(Activity)
Return everything in the passage about the flooded home from "Don't ask me" down to "yet to come.", copied word for word.

Apparently he had somehow survived the water and was rescued but suffered some sort of damage that affected his speech and ability to walk; not the stroke I thought. Before he could get out of the hospital, get to his wife's side, attempt physical therapy, talk with insurers and make a decision where they were going to live he got the news that his wife had died. It was her son that broke the news to him in the hospital; he was a nicer boy than he had thought. He assured this gentleman not to worry about any of it, he was there to help him to sign papers, get him to and from her memorial service, was taking care of both properties and later visited him twice weekly at the rehab home he had gotten him into for the two months it took for him to recover.

Don't ask me how it was possible but he told me that when he finally did get out of the reab center he took a taxi to the flooded home; it was completely destroyed, ruined, not much left but an empty shell with half of the siding ripped off. He then went to the home where he had left his wife only to discover that the for sale sign in the front yard said "SOLD". Sold? My house isn't even for sale! He tried to call her son, his helper, his caretaker for the past two months, but the number he had was disconnected. He contacted an attorney only to eventually discover that all of the property and assets that he had put in her name many years ago were willed to her children who wasted no time in liquidating them all. He now had nothing, their joint bank accounts had been drained and even the insurance money was going to be going to her children. But the best is yet to come.

(Recorded information)
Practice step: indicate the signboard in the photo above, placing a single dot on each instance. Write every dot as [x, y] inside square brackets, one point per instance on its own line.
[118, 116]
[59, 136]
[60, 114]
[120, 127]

(Written reply)
Don't ask me how it was possible but he told me that when he finally did get out of the reab center he took a taxi to the flooded home; it was completely destroyed, ruined, not much left but an empty shell with half of the siding ripped off. He then went to the home where he had left his wife only to discover that the for sale sign in the front yard said "SOLD". Sold? My house isn't even for sale! He tried to call her son, his helper, his caretaker for the past two months, but the number he had was disconnected. He contacted an attorney only to eventually discover that all of the property and assets that he had put in her name many years ago were willed to her children who wasted no time in liquidating them all. He now had nothing, their joint bank accounts had been drained and even the insurance money was going to be going to her children. But the best is yet to come.